영역 주석 항목:
^^^^^^^^
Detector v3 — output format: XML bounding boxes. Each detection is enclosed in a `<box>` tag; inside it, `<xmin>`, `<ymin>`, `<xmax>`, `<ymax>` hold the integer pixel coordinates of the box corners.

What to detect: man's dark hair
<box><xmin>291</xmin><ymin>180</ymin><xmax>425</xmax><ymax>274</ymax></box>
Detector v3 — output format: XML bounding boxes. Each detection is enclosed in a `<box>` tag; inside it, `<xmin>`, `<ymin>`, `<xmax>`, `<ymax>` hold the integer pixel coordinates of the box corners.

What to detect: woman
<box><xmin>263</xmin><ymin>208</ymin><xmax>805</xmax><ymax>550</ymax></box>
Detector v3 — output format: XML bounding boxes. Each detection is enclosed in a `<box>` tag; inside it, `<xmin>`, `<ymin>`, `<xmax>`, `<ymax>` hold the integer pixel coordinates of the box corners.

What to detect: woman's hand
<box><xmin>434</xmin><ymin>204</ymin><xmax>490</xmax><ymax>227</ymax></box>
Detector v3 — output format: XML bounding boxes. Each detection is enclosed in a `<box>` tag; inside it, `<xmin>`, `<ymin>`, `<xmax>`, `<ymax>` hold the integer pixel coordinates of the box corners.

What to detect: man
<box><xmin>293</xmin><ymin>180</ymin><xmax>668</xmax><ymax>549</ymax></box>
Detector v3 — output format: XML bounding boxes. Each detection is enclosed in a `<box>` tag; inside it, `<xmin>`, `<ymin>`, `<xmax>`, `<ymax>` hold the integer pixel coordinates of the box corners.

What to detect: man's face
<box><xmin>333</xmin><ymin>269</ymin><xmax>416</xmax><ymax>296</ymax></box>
^^^^^^^^
* [연습 문제] 위 자료의 모든 줄을 한 글자도 바꾸지 말고 처음부터 끝까지 옮겨 적으세요.

* [문제 해답]
Detector v3 — output format: XML bounding boxes. Each detection is enclosed in a `<box>` tag; inside it, `<xmin>`, `<ymin>`, `<xmax>`, `<ymax>` hold the integer pixel coordinates of the box corners.

What to detect: man's dark hair
<box><xmin>291</xmin><ymin>180</ymin><xmax>425</xmax><ymax>274</ymax></box>
Detector v3 — output format: XML bounding boxes. Each detection is enclosed in a `<box>` tag; inside it, `<xmin>`, `<ymin>`, `<xmax>`, `<ymax>` hold the integer pixel coordinates of the box corners.

What to detect: woman
<box><xmin>263</xmin><ymin>208</ymin><xmax>805</xmax><ymax>550</ymax></box>
Detector v3 — output format: XML bounding boxes. Each detection is enclosed in a `<box>` tag; inside it, `<xmin>`, `<ymin>`, `<xmax>`, `<ymax>` hold the integer pixel coordinates of the box corners.

What to detect: woman's hand
<box><xmin>434</xmin><ymin>204</ymin><xmax>490</xmax><ymax>227</ymax></box>
Detector v3 — output format: XML bounding boxes. Each detection is enclosed in a `<box>` tag; inside it, `<xmin>`, `<ymin>`, `<xmax>`, `<ymax>` hold the integer pixel coordinates of the box corners.

What to detect: man
<box><xmin>293</xmin><ymin>180</ymin><xmax>668</xmax><ymax>549</ymax></box>
Detector v3 — output format: XML bounding boxes. Each detection is enclosed in a `<box>` tag; inside it, `<xmin>`, `<ymin>`, `<xmax>`, `<ymax>` hold the integer pixel coordinates of the box corners.

What to detect: man's face
<box><xmin>333</xmin><ymin>269</ymin><xmax>416</xmax><ymax>296</ymax></box>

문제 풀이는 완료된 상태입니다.